§ What you should do
Please rewrite every item below with "bounding boxes" swapped for "rectangles" and everything else unchanged.

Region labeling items
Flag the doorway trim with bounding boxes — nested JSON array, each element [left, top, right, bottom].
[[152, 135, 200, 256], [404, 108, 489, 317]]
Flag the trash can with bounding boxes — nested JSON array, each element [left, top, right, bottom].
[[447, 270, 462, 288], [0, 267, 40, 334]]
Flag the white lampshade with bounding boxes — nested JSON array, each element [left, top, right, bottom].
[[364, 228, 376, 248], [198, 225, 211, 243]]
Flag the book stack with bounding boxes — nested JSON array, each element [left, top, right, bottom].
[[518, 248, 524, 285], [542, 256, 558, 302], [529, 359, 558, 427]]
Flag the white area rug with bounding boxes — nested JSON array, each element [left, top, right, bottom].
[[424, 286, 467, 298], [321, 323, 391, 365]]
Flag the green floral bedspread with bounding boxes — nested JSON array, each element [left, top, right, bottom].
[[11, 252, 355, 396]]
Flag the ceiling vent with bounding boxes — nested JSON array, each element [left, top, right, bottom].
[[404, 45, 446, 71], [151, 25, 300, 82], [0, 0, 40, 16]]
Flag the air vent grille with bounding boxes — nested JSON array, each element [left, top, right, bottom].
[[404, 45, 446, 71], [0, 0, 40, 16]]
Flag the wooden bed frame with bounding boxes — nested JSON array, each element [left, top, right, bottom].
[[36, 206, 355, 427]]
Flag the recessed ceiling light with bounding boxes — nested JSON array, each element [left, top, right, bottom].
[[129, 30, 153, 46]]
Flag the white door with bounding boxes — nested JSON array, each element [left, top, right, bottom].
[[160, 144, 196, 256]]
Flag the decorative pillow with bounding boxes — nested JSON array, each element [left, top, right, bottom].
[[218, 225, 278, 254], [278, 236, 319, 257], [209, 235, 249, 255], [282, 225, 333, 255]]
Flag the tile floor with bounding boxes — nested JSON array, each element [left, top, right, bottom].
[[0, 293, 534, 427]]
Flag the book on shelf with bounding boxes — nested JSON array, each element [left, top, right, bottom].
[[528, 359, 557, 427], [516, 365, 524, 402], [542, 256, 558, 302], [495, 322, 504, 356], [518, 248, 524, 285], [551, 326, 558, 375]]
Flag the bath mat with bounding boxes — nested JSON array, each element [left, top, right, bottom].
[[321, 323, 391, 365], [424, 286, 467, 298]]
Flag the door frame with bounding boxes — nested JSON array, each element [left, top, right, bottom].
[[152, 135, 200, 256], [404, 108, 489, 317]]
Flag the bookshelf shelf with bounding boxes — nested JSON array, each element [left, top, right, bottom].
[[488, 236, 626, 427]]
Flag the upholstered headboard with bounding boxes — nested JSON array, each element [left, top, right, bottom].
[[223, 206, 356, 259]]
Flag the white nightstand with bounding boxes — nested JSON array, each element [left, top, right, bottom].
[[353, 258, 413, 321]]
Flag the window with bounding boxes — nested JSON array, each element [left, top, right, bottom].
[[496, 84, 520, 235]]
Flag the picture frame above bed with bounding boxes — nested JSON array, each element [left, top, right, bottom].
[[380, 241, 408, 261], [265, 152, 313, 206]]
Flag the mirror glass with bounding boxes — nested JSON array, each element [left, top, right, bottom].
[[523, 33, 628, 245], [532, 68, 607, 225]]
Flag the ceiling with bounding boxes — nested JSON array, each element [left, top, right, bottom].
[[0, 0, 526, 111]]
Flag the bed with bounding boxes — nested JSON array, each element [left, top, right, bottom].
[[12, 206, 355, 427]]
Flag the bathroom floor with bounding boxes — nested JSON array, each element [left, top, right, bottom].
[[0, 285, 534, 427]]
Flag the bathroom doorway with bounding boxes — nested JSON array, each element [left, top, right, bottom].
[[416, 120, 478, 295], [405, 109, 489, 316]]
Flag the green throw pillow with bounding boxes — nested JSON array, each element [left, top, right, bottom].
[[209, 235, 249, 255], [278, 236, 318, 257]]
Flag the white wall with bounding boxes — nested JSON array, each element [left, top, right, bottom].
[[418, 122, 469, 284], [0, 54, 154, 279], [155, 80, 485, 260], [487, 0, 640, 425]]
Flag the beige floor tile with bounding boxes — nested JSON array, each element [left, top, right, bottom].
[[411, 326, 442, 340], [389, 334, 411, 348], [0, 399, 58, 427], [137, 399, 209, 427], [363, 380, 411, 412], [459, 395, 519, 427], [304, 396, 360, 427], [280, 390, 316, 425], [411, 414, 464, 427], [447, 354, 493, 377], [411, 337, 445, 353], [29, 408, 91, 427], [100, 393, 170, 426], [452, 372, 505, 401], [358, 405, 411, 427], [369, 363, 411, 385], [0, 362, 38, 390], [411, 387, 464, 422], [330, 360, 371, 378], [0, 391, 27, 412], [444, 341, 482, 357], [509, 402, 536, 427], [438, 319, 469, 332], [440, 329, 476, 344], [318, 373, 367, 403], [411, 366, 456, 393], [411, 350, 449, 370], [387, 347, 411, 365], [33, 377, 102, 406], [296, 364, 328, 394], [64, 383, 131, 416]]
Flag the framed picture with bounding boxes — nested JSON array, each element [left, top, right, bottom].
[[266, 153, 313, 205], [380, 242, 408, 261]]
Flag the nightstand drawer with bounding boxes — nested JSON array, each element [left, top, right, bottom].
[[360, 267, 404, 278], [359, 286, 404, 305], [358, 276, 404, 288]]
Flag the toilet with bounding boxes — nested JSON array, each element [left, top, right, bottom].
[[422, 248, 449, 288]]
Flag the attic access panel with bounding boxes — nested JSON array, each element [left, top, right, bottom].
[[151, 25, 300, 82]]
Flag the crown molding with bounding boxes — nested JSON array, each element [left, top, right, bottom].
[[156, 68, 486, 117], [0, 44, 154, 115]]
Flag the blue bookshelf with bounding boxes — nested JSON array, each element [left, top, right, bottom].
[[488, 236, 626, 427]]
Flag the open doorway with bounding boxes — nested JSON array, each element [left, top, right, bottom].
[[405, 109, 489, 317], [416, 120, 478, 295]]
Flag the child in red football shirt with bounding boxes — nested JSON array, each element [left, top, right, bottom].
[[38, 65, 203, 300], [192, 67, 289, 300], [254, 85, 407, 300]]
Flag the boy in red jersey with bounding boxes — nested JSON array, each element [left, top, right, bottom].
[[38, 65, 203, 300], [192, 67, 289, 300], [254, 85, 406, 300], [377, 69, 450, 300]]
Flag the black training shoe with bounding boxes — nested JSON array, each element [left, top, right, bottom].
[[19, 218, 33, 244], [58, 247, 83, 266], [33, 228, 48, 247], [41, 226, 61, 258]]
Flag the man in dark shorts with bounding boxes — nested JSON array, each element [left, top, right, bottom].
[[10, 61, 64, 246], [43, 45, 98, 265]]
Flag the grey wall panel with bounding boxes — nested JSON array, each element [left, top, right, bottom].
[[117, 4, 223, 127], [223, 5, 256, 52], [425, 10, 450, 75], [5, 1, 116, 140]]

§ Answer below
Flag the doorway trim with rectangles — nested JSON array, each element [left, top, right, bottom].
[[152, 135, 200, 256], [404, 108, 489, 317]]
Flag the trash can with rectangles — nested JSON array, each element [left, top, right, bottom].
[[447, 270, 462, 288], [0, 267, 40, 334]]
Flag the white lampshade with rectangles — nested JSON array, each element [left, top, right, bottom].
[[364, 228, 376, 248], [198, 225, 211, 243]]
Flag the book stack with rectangles — nested JSON array, each element [left, top, right, bottom].
[[518, 248, 524, 285], [542, 256, 558, 302], [529, 359, 558, 427]]
Flag the white area rug with rectangles — nested JSON array, each element [left, top, right, bottom].
[[424, 286, 467, 298], [321, 323, 391, 365]]
Flag the green floral bedspread with rectangles — nested JSON array, each element [left, top, right, bottom].
[[11, 252, 355, 396]]
Flag the ceiling vent with rectangles — nested JSON array, each element [left, top, right, bottom].
[[404, 45, 446, 71], [151, 25, 300, 82], [0, 0, 40, 16]]
Flag the air vent grille with rectangles — nested JSON array, each element [left, top, right, bottom].
[[404, 45, 446, 71], [0, 0, 40, 16]]
Flag the wooden bed frame with rectangles — nested JSON array, each element [left, top, right, bottom].
[[36, 206, 355, 427]]
Flag the recessed ceiling light with rectangles — nested JSON array, each element [left, top, right, bottom].
[[129, 30, 153, 46]]
Flag the white door with rectangles — nested JSON array, each element [left, top, right, bottom].
[[160, 144, 196, 256]]
Flag the decorative pillow with rectangles — nested JSON array, each element [left, top, right, bottom].
[[218, 225, 278, 254], [278, 236, 319, 257], [209, 235, 249, 255], [282, 225, 333, 255]]
Flag the tile floor with rectangles — nested JSON array, each element [left, top, right, bottom].
[[0, 293, 534, 427]]
Flag the book on shelf with rectangles — nested JSON array, each element [left, top, right, bottom].
[[528, 359, 557, 427], [516, 365, 524, 402], [542, 256, 558, 302], [495, 322, 504, 356], [518, 248, 524, 285], [551, 326, 558, 375]]
Flag the bath mat with rectangles — nested JSON array, each element [left, top, right, bottom].
[[321, 323, 391, 365], [424, 286, 467, 298]]
Flag the door frame with rectangles — nested JSON array, each element [left, top, right, bottom].
[[152, 135, 200, 256], [404, 108, 489, 317]]
Flag the bookshelf shelf with rectangles — nested JSON array, each element [left, top, right, bottom].
[[488, 236, 626, 427]]
Flag the upholstered headboard with rectangles — nested JSON array, each element [left, top, right, bottom].
[[223, 206, 356, 259]]
Flag the white nightstand with rectangles — nested JSON array, each element [left, top, right, bottom].
[[353, 258, 413, 321]]
Flag the window with rectangles — nested JSON array, each element [left, top, right, bottom].
[[496, 84, 520, 235]]
Flag the picture frame above bed with rectangles — nested JSON array, each element [left, top, right, bottom].
[[380, 241, 408, 261], [265, 152, 313, 206]]
Flag the mirror glass with rectangles — nested JSON array, each element [left, top, right, bottom].
[[523, 33, 628, 245], [532, 68, 607, 225]]
Flag the ceiling with rectangles — nested JSON array, each element [left, top, right, bottom].
[[0, 0, 526, 111]]
Flag the bed with rectangles — nested JSON array, each element [left, top, right, bottom].
[[12, 206, 355, 427]]
Flag the bathroom floor with rectangles — nested JSON array, each element [left, top, right, bottom].
[[0, 285, 534, 427]]
Flag the bathroom doorway with rectangles — nested JSON array, each element [left, top, right, bottom].
[[416, 120, 478, 295], [405, 109, 489, 316]]
Flag the green throw pillow with rectangles — nested JSON array, each element [left, top, right, bottom].
[[209, 235, 249, 255], [278, 236, 318, 257]]
Flag the white wall with rectangles — nested JSON array, each element [left, top, right, bottom].
[[418, 122, 469, 284], [0, 54, 154, 279], [155, 80, 485, 260], [487, 0, 640, 425]]
Flag the beige floor tile with rectangles — nested JSON array, each element [left, top, right, bottom].
[[411, 326, 442, 340], [389, 334, 411, 348], [0, 399, 58, 427], [137, 399, 209, 427], [363, 380, 411, 412], [459, 395, 519, 427], [304, 396, 360, 427], [280, 390, 316, 425], [411, 414, 464, 427], [447, 354, 493, 377], [411, 337, 445, 353], [29, 408, 91, 427], [100, 393, 170, 426], [452, 372, 505, 401], [358, 405, 411, 427], [369, 363, 411, 385], [0, 362, 38, 390], [411, 387, 464, 422], [330, 360, 371, 378], [0, 391, 27, 412], [444, 341, 482, 357], [509, 402, 536, 427], [438, 319, 469, 332], [440, 329, 476, 344], [318, 373, 367, 403], [411, 366, 456, 393], [411, 350, 449, 370], [387, 347, 411, 365], [33, 377, 102, 406], [296, 364, 328, 394], [64, 383, 131, 416]]
Flag the framed picture with rectangles — nested JSON array, each element [left, top, right, bottom].
[[266, 153, 313, 205], [380, 242, 408, 261]]
Flag the nightstand drawer with rectangles — nested JSON array, each element [left, top, right, bottom].
[[360, 267, 404, 278], [359, 286, 404, 305], [358, 276, 404, 288]]
Flag the toilet with rectangles — nested JSON array, each element [left, top, right, bottom].
[[422, 248, 449, 288]]
Flag the attic access panel with rectangles — nested JSON array, each element [left, top, right, bottom].
[[151, 25, 300, 82]]
Flag the crown molding with rectangles — nested JSON array, each element [left, top, right, bottom].
[[156, 68, 486, 117], [0, 44, 154, 115]]
Flag the blue bookshelf with rectangles — nested JSON array, each element [left, top, right, bottom].
[[488, 236, 626, 427]]
Flag the open doorway with rectangles — nested JSON array, each element [left, top, right, bottom].
[[405, 109, 489, 317], [416, 120, 478, 295]]
Flag the child in red football shirt with rectangles — nested JSON array, each element [left, top, right, bottom].
[[38, 65, 203, 300], [192, 67, 289, 300], [254, 85, 407, 300]]
Flag the boy in red jersey with rectangles — nested JSON array, each element [left, top, right, bottom].
[[38, 65, 203, 300], [192, 67, 289, 300], [254, 85, 406, 300], [377, 69, 450, 300]]
Flag the black training shoe with rectangles — nested JSON array, each element [left, top, right, bottom].
[[19, 218, 33, 244], [58, 247, 83, 266], [33, 228, 48, 247], [41, 226, 61, 258]]
Flag the man in dark shorts with rectangles — nested JSON array, each element [left, top, right, bottom].
[[10, 61, 64, 246], [43, 45, 98, 265]]
Flag the grey wall panel with rectangles — nested JSON array, each element [left, top, right, bottom].
[[117, 4, 223, 127], [223, 5, 256, 52], [425, 10, 450, 75], [5, 1, 116, 140]]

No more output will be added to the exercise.